PROBLEM TO SOLVE |
Copy out, from the entries below, each line that holds the string "pink".

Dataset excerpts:
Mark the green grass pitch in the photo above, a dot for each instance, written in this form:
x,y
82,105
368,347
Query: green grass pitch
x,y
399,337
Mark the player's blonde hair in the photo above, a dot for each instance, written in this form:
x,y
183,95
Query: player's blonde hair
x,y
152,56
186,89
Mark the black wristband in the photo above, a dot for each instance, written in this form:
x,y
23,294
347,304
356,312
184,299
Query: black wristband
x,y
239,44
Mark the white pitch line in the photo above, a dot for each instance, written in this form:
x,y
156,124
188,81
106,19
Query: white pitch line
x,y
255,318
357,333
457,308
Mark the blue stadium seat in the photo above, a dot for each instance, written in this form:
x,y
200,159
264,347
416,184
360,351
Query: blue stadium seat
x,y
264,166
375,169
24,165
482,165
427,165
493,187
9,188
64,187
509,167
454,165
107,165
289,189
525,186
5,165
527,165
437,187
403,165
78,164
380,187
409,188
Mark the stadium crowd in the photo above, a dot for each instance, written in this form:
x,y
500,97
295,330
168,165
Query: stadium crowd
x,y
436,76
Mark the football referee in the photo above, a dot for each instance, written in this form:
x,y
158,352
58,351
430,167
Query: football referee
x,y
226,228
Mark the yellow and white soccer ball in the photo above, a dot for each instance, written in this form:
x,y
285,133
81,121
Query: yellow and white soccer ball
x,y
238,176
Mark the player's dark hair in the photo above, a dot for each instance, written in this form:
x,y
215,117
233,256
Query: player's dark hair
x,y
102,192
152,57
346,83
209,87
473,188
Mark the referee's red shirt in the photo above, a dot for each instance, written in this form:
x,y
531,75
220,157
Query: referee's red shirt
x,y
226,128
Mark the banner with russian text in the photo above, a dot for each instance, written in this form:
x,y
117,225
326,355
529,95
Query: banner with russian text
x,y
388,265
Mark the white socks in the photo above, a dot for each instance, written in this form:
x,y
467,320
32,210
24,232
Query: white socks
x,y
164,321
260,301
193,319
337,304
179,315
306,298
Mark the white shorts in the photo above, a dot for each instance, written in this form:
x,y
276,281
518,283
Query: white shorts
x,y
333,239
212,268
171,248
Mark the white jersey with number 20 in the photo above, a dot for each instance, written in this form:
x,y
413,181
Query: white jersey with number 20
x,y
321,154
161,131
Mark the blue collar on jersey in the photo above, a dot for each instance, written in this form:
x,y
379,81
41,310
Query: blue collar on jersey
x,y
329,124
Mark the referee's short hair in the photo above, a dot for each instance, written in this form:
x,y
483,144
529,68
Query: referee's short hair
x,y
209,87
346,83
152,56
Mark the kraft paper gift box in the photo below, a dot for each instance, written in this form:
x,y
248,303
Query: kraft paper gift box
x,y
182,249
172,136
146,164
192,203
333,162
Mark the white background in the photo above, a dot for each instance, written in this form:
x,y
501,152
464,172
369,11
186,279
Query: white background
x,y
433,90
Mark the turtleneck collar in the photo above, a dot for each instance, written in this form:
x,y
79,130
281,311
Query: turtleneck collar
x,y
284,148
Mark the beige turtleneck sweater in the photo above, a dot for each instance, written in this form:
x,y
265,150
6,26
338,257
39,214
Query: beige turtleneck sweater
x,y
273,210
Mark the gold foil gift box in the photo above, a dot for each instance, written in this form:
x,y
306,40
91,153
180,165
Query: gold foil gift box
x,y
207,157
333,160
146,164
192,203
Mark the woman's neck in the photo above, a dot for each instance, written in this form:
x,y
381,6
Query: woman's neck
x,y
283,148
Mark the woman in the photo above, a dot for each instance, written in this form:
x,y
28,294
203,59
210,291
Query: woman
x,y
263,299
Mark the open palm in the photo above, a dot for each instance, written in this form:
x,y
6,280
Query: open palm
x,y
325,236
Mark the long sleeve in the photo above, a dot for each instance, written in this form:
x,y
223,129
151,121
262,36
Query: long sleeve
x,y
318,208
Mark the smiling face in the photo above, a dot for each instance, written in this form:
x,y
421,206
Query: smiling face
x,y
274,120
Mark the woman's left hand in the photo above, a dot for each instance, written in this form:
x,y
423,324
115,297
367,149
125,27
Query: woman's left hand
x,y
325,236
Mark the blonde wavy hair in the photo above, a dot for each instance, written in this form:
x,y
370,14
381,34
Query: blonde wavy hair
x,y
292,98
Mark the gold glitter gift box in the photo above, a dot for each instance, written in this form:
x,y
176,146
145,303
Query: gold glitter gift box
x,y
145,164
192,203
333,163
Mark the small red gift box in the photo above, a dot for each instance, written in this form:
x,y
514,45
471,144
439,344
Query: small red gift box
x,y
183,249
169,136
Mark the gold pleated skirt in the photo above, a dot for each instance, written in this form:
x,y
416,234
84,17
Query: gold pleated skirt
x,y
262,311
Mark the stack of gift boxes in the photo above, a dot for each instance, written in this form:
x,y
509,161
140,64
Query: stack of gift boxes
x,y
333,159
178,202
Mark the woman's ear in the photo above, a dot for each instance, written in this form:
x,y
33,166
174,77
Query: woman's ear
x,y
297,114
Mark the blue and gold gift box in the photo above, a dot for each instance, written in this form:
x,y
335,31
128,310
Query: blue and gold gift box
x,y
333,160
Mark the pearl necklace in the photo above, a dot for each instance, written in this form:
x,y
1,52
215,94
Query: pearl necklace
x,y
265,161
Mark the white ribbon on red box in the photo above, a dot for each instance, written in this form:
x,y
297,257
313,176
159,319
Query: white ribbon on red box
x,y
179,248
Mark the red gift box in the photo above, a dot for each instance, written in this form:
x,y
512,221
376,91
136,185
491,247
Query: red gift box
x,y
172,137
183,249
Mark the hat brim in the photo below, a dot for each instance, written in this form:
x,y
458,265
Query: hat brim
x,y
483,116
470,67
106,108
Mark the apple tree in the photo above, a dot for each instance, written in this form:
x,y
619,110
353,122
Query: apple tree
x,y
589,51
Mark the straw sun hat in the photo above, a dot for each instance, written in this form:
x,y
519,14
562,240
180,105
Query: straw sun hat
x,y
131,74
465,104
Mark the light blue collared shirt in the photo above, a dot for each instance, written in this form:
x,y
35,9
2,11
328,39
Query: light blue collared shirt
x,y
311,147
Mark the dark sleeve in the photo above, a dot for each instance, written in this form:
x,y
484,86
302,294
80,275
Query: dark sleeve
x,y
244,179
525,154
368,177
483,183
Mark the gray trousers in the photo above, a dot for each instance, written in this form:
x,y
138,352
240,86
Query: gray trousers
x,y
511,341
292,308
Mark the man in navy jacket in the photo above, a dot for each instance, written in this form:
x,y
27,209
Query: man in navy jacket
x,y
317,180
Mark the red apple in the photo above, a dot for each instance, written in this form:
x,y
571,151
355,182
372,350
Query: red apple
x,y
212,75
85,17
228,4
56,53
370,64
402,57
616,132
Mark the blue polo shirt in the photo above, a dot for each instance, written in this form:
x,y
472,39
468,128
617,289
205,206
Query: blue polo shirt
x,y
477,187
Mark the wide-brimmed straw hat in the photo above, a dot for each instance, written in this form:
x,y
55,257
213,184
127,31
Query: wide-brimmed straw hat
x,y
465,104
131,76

---

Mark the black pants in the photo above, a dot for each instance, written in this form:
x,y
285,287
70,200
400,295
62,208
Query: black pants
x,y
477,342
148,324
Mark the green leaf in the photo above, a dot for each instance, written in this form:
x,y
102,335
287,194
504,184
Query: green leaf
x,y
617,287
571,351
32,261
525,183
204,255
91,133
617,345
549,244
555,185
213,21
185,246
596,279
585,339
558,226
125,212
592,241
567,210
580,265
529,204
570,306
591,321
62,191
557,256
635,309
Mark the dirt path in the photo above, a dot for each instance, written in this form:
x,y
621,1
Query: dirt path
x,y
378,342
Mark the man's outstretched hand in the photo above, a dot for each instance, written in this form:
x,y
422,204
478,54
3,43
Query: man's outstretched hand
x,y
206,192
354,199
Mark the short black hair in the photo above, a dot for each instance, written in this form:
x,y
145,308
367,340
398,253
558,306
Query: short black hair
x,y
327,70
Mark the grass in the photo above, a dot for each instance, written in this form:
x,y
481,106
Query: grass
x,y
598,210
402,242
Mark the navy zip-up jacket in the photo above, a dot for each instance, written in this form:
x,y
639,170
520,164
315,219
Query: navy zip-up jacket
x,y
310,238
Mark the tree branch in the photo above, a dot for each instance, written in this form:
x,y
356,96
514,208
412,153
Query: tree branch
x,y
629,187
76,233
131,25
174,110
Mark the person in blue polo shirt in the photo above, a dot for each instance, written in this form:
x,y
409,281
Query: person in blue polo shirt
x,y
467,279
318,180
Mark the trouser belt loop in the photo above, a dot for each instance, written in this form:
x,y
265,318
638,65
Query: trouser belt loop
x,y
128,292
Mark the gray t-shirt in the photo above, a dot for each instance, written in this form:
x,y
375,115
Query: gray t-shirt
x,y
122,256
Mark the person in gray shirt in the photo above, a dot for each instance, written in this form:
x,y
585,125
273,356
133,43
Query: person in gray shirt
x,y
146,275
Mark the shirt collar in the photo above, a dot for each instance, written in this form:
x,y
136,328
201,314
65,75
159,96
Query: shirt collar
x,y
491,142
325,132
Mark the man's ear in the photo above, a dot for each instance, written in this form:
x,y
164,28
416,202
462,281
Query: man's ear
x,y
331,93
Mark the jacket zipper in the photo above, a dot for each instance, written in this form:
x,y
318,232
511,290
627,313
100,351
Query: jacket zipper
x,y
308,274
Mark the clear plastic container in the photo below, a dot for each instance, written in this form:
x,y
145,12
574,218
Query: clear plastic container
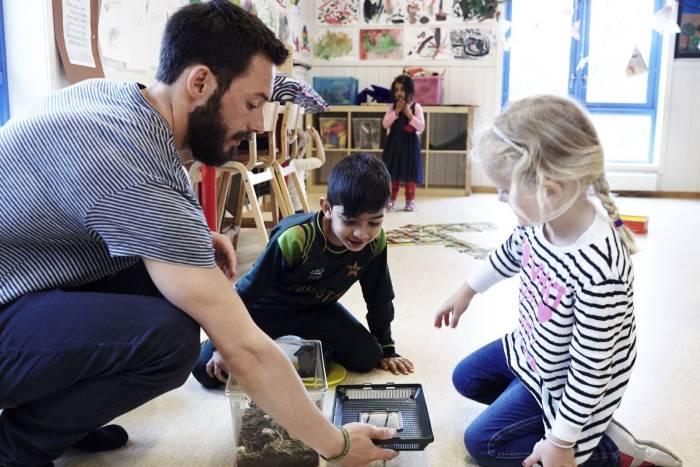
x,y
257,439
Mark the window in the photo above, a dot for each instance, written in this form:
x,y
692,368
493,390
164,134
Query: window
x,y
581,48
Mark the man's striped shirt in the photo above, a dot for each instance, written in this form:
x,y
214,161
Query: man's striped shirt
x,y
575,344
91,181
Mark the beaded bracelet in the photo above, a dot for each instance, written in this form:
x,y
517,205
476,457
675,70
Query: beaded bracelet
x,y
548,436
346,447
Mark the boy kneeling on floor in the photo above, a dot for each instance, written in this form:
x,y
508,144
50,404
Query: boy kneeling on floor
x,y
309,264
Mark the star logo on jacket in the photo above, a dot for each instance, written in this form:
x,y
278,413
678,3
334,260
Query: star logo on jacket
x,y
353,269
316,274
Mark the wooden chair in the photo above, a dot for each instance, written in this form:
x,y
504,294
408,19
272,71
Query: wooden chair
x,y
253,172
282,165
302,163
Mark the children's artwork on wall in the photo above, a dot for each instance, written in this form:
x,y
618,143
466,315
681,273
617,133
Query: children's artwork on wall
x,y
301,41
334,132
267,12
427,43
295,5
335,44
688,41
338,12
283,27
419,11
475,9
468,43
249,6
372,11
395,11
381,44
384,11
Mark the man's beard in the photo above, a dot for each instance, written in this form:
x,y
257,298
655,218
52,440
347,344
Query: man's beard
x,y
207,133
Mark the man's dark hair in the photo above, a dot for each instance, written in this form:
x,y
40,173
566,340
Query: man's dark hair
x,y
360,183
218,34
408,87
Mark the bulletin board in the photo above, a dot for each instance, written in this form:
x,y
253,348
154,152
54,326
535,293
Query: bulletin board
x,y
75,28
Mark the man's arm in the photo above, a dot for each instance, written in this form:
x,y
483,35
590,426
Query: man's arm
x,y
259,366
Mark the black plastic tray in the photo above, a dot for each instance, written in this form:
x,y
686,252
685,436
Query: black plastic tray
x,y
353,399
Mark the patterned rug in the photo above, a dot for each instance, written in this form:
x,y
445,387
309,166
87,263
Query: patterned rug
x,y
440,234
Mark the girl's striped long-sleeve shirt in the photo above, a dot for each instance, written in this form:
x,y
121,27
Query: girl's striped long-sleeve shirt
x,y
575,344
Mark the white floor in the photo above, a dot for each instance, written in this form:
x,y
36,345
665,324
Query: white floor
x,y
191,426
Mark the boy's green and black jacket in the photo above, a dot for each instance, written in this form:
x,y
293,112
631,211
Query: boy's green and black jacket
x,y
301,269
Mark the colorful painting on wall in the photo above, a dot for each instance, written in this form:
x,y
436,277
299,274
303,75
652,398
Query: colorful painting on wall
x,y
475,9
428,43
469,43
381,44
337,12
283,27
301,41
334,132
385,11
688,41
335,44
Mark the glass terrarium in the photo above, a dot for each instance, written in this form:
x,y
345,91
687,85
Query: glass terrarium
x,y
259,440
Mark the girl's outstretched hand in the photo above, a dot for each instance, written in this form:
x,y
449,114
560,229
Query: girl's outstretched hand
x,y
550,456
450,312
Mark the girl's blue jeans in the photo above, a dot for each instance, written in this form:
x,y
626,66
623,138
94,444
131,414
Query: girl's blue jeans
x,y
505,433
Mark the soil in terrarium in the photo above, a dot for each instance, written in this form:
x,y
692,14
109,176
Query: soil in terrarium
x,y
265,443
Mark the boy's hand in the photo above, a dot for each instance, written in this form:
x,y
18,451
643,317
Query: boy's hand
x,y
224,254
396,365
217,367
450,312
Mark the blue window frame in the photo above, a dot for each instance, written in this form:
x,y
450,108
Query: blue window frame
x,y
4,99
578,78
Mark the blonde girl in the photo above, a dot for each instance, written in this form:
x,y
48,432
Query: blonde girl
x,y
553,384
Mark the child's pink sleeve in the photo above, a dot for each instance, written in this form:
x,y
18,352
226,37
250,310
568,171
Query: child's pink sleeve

...

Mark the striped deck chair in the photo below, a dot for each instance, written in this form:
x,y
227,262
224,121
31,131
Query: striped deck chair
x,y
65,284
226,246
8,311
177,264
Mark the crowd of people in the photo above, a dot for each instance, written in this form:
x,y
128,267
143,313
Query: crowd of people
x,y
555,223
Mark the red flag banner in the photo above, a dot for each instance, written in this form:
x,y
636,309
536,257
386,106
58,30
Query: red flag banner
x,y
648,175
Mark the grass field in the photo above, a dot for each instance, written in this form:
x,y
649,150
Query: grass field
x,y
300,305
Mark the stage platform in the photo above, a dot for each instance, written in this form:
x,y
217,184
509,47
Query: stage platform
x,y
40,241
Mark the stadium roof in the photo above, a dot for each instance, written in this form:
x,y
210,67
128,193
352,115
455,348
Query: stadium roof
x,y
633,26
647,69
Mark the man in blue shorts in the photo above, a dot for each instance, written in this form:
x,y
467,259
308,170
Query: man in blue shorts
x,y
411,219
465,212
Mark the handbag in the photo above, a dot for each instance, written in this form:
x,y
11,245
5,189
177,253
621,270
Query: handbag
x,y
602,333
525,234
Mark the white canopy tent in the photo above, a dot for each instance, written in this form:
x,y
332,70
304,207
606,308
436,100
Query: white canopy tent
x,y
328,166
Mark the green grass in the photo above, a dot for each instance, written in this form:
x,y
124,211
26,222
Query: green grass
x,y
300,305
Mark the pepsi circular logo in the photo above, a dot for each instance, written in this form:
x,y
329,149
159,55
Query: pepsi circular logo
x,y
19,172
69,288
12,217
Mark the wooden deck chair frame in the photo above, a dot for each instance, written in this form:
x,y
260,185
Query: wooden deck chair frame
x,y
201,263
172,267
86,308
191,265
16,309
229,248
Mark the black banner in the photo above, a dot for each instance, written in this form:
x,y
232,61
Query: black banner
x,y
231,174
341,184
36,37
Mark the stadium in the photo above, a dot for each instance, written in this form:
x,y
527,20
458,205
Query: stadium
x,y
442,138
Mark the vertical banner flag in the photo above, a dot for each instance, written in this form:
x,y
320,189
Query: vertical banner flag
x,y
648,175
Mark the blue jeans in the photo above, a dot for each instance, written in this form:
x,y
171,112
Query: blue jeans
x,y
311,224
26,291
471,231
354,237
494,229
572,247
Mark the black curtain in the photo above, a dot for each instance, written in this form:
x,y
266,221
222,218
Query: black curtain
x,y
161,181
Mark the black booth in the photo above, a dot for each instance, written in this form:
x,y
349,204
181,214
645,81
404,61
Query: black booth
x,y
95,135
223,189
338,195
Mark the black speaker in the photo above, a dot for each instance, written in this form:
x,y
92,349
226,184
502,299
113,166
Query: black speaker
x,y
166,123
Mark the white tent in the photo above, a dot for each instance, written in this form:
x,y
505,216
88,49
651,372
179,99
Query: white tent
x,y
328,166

ANSWER TO THIS TASK |
Mark the child's pink sleeve in the photo above, a dot for each instance, written in this form:
Query: child's pink sleeve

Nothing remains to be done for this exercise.